--- PROVIDED DATA Enclosed Below ---

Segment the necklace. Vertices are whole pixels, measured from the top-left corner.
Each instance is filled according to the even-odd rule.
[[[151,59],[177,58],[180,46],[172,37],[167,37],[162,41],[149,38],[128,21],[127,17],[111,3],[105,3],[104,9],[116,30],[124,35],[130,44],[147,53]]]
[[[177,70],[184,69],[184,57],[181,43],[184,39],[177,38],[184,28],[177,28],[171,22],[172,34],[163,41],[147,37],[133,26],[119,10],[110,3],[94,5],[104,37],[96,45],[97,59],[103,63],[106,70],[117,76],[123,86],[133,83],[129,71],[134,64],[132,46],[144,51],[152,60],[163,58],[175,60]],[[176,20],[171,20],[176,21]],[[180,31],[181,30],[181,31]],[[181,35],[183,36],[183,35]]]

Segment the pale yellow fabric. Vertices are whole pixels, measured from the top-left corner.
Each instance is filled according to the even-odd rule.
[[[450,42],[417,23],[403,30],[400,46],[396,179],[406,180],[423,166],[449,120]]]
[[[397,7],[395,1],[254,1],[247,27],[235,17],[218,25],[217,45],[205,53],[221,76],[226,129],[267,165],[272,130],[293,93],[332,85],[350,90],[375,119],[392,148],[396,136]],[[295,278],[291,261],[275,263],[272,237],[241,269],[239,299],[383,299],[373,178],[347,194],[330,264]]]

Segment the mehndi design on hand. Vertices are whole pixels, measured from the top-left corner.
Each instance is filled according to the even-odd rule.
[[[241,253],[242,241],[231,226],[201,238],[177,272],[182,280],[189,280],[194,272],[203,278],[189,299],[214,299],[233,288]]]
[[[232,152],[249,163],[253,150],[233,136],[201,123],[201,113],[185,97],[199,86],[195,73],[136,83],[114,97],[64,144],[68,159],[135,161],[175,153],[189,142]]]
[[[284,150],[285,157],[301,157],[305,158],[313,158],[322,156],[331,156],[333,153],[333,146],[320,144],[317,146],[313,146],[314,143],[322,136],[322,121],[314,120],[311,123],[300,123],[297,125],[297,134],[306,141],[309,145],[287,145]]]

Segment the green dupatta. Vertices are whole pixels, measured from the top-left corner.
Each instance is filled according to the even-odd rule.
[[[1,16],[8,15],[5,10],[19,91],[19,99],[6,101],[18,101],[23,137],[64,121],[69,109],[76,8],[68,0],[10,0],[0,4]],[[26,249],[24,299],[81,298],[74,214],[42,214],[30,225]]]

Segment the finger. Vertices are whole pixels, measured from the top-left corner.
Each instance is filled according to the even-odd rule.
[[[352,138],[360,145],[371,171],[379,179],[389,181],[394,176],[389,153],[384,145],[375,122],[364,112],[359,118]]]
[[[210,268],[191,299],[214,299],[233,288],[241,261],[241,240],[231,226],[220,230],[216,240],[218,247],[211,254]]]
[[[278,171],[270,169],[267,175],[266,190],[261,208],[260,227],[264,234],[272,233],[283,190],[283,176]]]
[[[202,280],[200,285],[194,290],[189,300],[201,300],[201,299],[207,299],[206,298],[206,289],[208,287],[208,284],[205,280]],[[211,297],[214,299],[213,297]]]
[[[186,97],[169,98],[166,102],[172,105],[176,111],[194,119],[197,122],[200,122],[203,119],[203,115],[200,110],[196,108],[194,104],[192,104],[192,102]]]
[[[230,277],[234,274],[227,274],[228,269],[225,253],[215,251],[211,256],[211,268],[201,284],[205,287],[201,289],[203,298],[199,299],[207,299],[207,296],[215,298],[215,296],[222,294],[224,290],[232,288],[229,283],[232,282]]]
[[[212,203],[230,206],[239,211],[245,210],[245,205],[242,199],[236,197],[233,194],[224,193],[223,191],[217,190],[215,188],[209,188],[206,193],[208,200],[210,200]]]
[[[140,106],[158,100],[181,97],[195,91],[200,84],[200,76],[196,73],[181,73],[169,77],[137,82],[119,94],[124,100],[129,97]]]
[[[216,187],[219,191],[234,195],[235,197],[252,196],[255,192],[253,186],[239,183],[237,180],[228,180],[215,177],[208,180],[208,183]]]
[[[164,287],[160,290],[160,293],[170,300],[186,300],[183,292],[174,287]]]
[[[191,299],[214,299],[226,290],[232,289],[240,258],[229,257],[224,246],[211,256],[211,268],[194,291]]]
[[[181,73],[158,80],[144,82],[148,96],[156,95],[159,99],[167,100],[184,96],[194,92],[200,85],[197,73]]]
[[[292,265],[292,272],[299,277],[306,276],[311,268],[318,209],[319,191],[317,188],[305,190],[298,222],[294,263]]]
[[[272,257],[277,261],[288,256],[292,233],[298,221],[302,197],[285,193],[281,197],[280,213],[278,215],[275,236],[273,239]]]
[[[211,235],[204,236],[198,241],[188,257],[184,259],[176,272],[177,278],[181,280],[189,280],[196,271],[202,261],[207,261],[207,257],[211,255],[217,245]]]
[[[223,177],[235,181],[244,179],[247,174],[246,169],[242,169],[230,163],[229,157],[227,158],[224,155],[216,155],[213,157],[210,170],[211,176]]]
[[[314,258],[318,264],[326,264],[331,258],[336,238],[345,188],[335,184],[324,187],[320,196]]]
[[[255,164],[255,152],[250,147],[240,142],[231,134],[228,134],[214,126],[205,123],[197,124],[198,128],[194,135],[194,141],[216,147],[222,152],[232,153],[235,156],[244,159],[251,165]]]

--- End of Enclosed PROVIDED DATA ---

Transcribe each record exactly. Leave nothing out.

### RESPONSE AREA
Segment the necklace. Vertices are whole pixels, measured from the top-left corner.
Each instance is filled according to the even-odd rule.
[[[151,59],[177,58],[180,46],[172,37],[167,37],[162,41],[149,38],[128,21],[127,17],[111,3],[105,3],[104,9],[116,30],[124,35],[130,44],[147,53]]]
[[[177,70],[184,69],[184,57],[181,43],[184,39],[177,38],[184,28],[177,28],[171,22],[172,34],[163,41],[147,37],[133,26],[119,10],[110,3],[94,5],[104,37],[96,45],[97,59],[103,63],[106,70],[117,76],[123,86],[133,83],[129,71],[134,64],[132,46],[144,51],[152,60],[163,58],[175,60]],[[176,20],[171,20],[176,21]],[[180,31],[181,30],[181,31]],[[181,35],[183,36],[183,35]]]

Segment the pale yellow fabric. Vertices are whole pixels, measured from the top-left corner.
Each instance is filled according to the even-odd rule.
[[[450,42],[417,23],[403,30],[400,46],[396,179],[406,180],[423,166],[449,120]]]
[[[397,7],[395,1],[254,1],[247,27],[235,17],[218,25],[217,45],[205,53],[221,76],[226,129],[267,165],[272,130],[293,93],[332,85],[350,90],[375,119],[392,148],[396,136]],[[295,278],[291,261],[275,263],[272,237],[241,269],[239,299],[383,299],[373,178],[347,194],[330,264]]]

Segment the mehndi design on hand. Vertices are whole pixels, measured from the top-left corner.
Each instance is filled according to the even-odd rule.
[[[241,253],[242,241],[231,226],[201,238],[177,272],[182,280],[189,280],[194,272],[203,278],[189,299],[214,299],[233,288]]]
[[[232,152],[249,163],[253,150],[233,136],[201,123],[201,113],[185,97],[199,86],[195,73],[136,83],[114,97],[64,144],[68,159],[135,161],[175,153],[189,142]]]
[[[284,150],[285,157],[301,157],[305,158],[313,158],[322,156],[331,156],[333,153],[333,146],[320,144],[317,146],[313,146],[314,143],[322,136],[322,121],[314,120],[311,123],[300,123],[297,125],[297,134],[306,141],[309,145],[287,145]]]

Segment the green dupatta. Vertices are whole pixels, measured from the top-left corner.
Each instance is filled according to the even-odd rule.
[[[1,16],[8,15],[5,10],[19,91],[19,99],[6,101],[18,101],[23,137],[64,121],[69,109],[76,8],[68,0],[10,0],[0,4]],[[26,249],[24,299],[81,298],[74,214],[42,214],[30,225]]]

Segment the finger. Vertices are whole pixels, measured from the top-left corner.
Each instance is filled according to the even-odd rule.
[[[352,138],[360,145],[371,171],[379,179],[389,181],[394,176],[389,153],[384,145],[375,122],[364,112],[359,118]]]
[[[210,268],[191,299],[214,299],[233,288],[241,261],[241,240],[231,226],[220,230],[216,240],[218,247],[211,254]]]
[[[278,171],[270,169],[267,175],[266,190],[261,208],[260,227],[264,234],[272,233],[283,190],[283,176]]]
[[[202,280],[200,285],[194,290],[189,300],[201,300],[201,299],[207,299],[206,298],[206,289],[208,287],[208,284],[205,280]],[[211,297],[214,299],[213,297]]]
[[[186,97],[169,98],[166,102],[172,105],[176,111],[194,119],[197,122],[200,122],[203,119],[203,115],[200,110],[196,108],[194,104],[192,104],[192,102]]]
[[[230,277],[234,274],[227,274],[228,269],[225,253],[215,251],[211,256],[211,268],[201,284],[205,287],[201,289],[203,298],[199,299],[207,299],[207,296],[215,298],[215,296],[222,294],[224,290],[232,288],[229,283],[232,282]]]
[[[212,203],[230,206],[239,211],[245,210],[245,205],[242,199],[236,197],[233,194],[224,193],[223,191],[217,190],[215,188],[209,188],[206,193],[208,200],[210,200]]]
[[[140,106],[158,100],[181,97],[195,91],[200,84],[200,76],[196,73],[181,73],[169,77],[137,82],[119,94],[124,100],[129,97]]]
[[[216,187],[219,191],[234,195],[235,197],[252,196],[255,192],[253,186],[239,183],[237,180],[228,180],[215,177],[208,180],[208,183]]]
[[[164,287],[160,290],[160,293],[170,300],[186,300],[183,292],[174,287]]]
[[[191,299],[214,299],[226,290],[232,289],[240,258],[229,257],[224,246],[211,256],[211,268],[194,291]]]
[[[181,73],[158,80],[144,82],[148,96],[156,95],[159,99],[167,100],[184,96],[194,92],[200,85],[197,73]]]
[[[292,265],[292,272],[299,277],[306,276],[311,268],[318,209],[319,191],[317,188],[305,190],[298,222],[294,263]]]
[[[272,257],[277,261],[288,256],[292,233],[298,221],[302,197],[285,193],[281,197],[280,213],[278,215],[275,236],[273,239]]]
[[[211,235],[204,236],[198,241],[188,257],[184,259],[176,272],[177,278],[181,280],[189,280],[196,271],[202,261],[207,261],[207,257],[211,255],[217,245]]]
[[[223,177],[235,181],[244,179],[247,174],[246,169],[242,169],[230,163],[229,157],[227,158],[224,155],[216,155],[213,157],[210,170],[211,176]]]
[[[314,258],[318,264],[326,264],[331,258],[336,238],[345,188],[335,184],[324,187],[320,196]]]
[[[255,164],[255,152],[250,147],[240,142],[231,134],[228,134],[214,126],[205,123],[197,124],[198,128],[194,135],[194,141],[216,147],[222,152],[232,153],[235,156],[244,159],[251,165]]]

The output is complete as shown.